Document extract

=====

# help!



## Amymarie717 (Jan 12, 2013)

We just spoke and are trying to divide our money and stuff... SO PAINFUL! he has already found a new place to live and seems like he'll just give me anything i want (within reason) to go away - it's the worst feeling in the world!!! Nobody cheated! He just decided he doesn't want me anymore and I'm so heartbroken 

How did you go public with your divorce? I am in school with a very close class of like 60-70 people and only a few know, but I might as well just be open about it. Why am I hiding this? Do I need to be ashamed?


----------



## striker711 (Nov 8, 2012)

Amymarie717 said:


> We just spoke and are trying to divide our money and stuff... SO PAINFUL! he has already found a new place to live and seems like he'll just give me anything i want (within reason) to go away - it's the worst feeling in the world!!! Nobody cheated! He just decided he doesn't want me anymore and I'm so heartbroken
> 
> How did you go public with your divorce? I am in school with a very close class of like 60-70 people and only a few know, but I might as well just be open about it. Why am I hiding this? Do I need to be ashamed?


When my wife came to divide our stuff she was like a robot, not emotion at all. She actually did not take hardly anything, like nothing ever mattered. It was totally painful for me. They act like them don't care etc., but you know what, they are just hiding it. They act so happy in their new life. I am good friends with her brother and know that her "new life" is not fun. 

I got a lot of painful things said to me like " I don't desire you anymore", "what we had is dead", and " I don't find you attractive". It hurts bad I know. I also know they are just trying to make themselves feel less guilt.

Don't hide it. Nothing to be ashamed about, as long as you did everything you felt you could to save it, if it was worth it. I can finally tell anyone who asks, and not feel ashamed. I know it is not fun to tell people though. 

You are heartbroken now, but everyday is a new day and you will feel better. You will get through it. I have confidence. I thought I would not get through it but everyday is a little tiny bit better for me. One day we will be happy and free again from the pain.


----------



## lee101981 (Sep 6, 2012)

I can't wait to be completely happy!
_Posted via Mobile Device_


----------



## BFGuru (Jan 28, 2013)

I am so sorry you are hurting. I think even if he is done with the marriage, though, he is feeling this too. I know my husband and I are both conflicted. It can change by the minute who wants to work in this and who wants to leave. This is familiar, and even if he doesn't want it...leaving the familiar is terrifying.


----------



## Amymarie717 (Jan 12, 2013)

striker711 said:


> When my wife came to divide our stuff she was like a robot, not emotion at all. She actually did not take hardly anything, like nothing ever mattered. It was totally painful for me. They act like them don't care etc., but you know what, they are just hiding it. They act so happy in their new life. I am good friends with her brother and know that her "new life" is not fun.
> 
> I got a lot of painful things said to me like " I don't desire you anymore", "what we had is dead", and " I don't find you attractive". It hurts bad I know. I also know they are just trying to make themselves feel less guilt.
> 
> ...


He told me those same hurtful things, that I was "more like a sister than a wife" "not attracted to you," and "the spark is completely dead for me."

=====

Source excerpt

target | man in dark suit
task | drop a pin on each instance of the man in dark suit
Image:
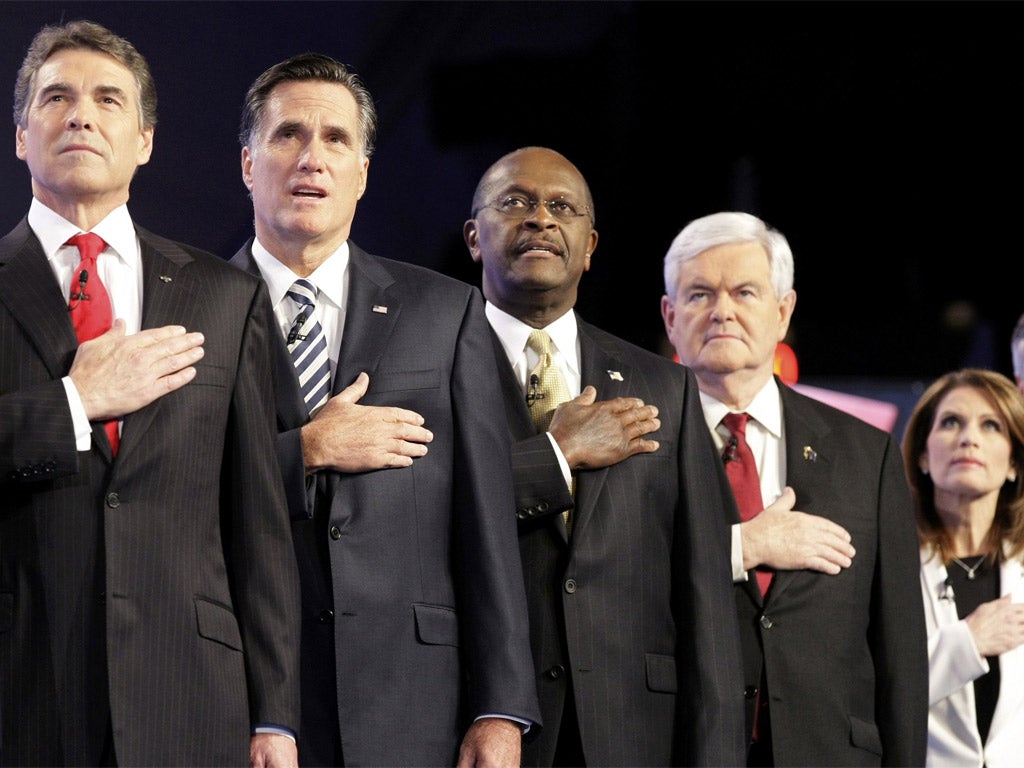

=====

Request A
Echo the portion of the divorce thread that begins with the words containing "Don't hide it." and ends with "be completely happy!", reproducing it without any change.
Request B
In the divorce thread, how many people does Amymarie717 say are in her class at school?

Answer A
Don't hide it. Nothing to be ashamed about, as long as you did everything you felt you could to save it, if it was worth it. I can finally tell anyone who asks, and not feel ashamed. I know it is not fun to tell people though. 

You are heartbroken now, but everyday is a new day and you will feel better. You will get through it. I have confidence. I thought I would not get through it but everyday is a little tiny bit better for me. One day we will be happy and free again from the pain.


----------



## lee101981 (Sep 6, 2012)

I can't wait to be completely happy!

Answer B
Roughly 60-70 people, in what she calls a very close class.